How can I get modal average colors?

[Tameflame]

My use case is changing the colors of elements on .svg files.

I want to rasterize an .svg file, pick out the most pixel-common colors, and then doing a basic text replacement on the fill attributes of the .svg file.

How can I go about this with this library? Since it's a mean-search function are my options to use a different library or apply some soft of color distance function? I'm thinking the image library might be appropriate but I'll need to figure out the exact pixel count of each color present and I have no idea how I'd go about doing that

Could I have advice on how I might go about either route?

Thanks!

[okaneco]

I'm not too familiar with SVG but that problem does sound like this library might not be the right fit.

If the images are flat or you'll have large areas with a solid color, I'd try using a hashmap for counting the most common colors. After rasterizing, you can populate a hashmap with the color as the key and the count as the value. It could look like the following. Then you can create a Vec of the (keys, values) and sort by the value to find the most common colors.

::::

> Aim: Set down word for word the part of the thread about modal average colors running from "I want to rasterize" down to "about either route?". Rely only on the thread about modal average colors.

> Extracted data:
::::

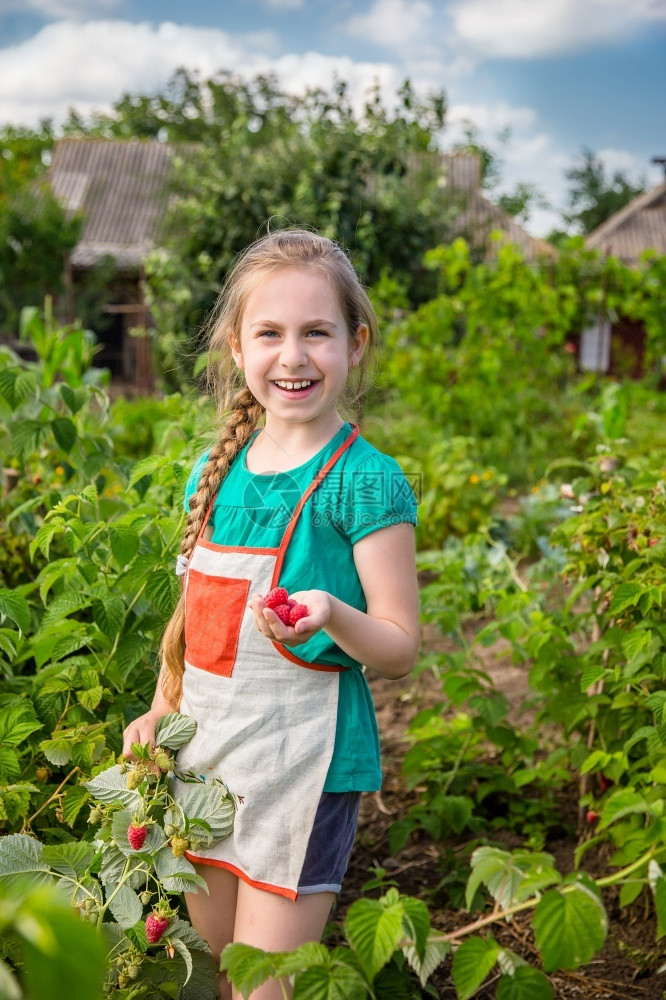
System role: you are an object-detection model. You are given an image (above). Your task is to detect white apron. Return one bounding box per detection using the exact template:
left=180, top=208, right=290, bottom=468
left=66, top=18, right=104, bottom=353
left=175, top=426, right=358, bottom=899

::::

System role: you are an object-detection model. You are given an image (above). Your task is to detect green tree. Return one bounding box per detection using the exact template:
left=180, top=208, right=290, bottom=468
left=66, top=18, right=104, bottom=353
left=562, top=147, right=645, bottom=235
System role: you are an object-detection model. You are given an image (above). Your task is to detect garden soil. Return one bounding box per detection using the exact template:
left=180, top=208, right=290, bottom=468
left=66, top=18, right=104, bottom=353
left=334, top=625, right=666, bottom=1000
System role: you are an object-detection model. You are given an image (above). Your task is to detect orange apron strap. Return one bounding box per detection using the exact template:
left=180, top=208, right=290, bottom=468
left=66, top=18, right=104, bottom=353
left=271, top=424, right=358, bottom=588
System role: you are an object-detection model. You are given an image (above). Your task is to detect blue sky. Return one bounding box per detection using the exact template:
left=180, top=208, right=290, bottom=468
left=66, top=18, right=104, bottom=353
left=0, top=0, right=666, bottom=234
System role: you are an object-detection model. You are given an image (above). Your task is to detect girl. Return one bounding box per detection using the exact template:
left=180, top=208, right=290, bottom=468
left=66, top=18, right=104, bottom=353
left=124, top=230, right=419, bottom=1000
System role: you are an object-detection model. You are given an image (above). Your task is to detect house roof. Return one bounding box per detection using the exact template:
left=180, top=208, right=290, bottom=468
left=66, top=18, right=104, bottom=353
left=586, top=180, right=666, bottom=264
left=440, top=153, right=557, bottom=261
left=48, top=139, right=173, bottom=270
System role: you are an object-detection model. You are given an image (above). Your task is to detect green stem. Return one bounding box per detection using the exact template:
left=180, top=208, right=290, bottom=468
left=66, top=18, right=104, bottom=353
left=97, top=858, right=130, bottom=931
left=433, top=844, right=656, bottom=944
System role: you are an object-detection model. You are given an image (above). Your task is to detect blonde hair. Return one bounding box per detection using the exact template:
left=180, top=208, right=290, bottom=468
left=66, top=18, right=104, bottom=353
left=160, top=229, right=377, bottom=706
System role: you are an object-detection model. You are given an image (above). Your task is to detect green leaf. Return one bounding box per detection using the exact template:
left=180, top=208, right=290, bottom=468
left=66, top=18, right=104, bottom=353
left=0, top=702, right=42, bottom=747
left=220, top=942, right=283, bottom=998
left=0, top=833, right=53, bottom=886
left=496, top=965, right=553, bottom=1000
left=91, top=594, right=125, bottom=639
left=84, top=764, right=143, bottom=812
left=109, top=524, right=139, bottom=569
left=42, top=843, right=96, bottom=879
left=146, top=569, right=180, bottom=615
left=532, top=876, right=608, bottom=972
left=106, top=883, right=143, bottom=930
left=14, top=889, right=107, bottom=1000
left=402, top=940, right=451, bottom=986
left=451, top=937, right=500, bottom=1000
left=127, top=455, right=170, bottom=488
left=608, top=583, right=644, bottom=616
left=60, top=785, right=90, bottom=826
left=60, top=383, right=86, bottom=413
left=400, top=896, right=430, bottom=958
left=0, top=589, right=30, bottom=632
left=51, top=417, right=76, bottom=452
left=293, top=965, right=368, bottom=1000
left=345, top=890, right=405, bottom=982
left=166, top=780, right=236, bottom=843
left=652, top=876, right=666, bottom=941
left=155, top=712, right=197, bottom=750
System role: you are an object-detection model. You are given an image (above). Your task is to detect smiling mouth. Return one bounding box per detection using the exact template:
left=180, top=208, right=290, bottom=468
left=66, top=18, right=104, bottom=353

::::

> Final result:
I want to rasterize an .svg file, pick out the most pixel-common colors, and then doing a basic text replacement on the fill attributes of the .svg file.

How can I go about this with this library? Since it's a mean-search function are my options to use a different library or apply some soft of color distance function? I'm thinking the image library might be appropriate but I'll need to figure out the exact pixel count of each color present and I have no idea how I'd go about doing that

Could I have advice on how I might go about either route?